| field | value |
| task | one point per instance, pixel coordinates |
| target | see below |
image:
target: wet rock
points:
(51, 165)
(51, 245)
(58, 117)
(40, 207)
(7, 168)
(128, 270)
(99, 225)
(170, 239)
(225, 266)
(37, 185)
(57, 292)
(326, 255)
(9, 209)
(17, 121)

■ **WHAT YOU WILL DO**:
Write the material out again word for word.

■ **PROBLEM SOLUTION**:
| field | value |
| task | one point per instance, pixel coordinates |
| target | see below |
image:
target: wet rock
points:
(51, 165)
(51, 245)
(58, 117)
(40, 207)
(7, 168)
(128, 270)
(99, 225)
(170, 239)
(225, 266)
(37, 185)
(57, 292)
(326, 255)
(9, 209)
(17, 121)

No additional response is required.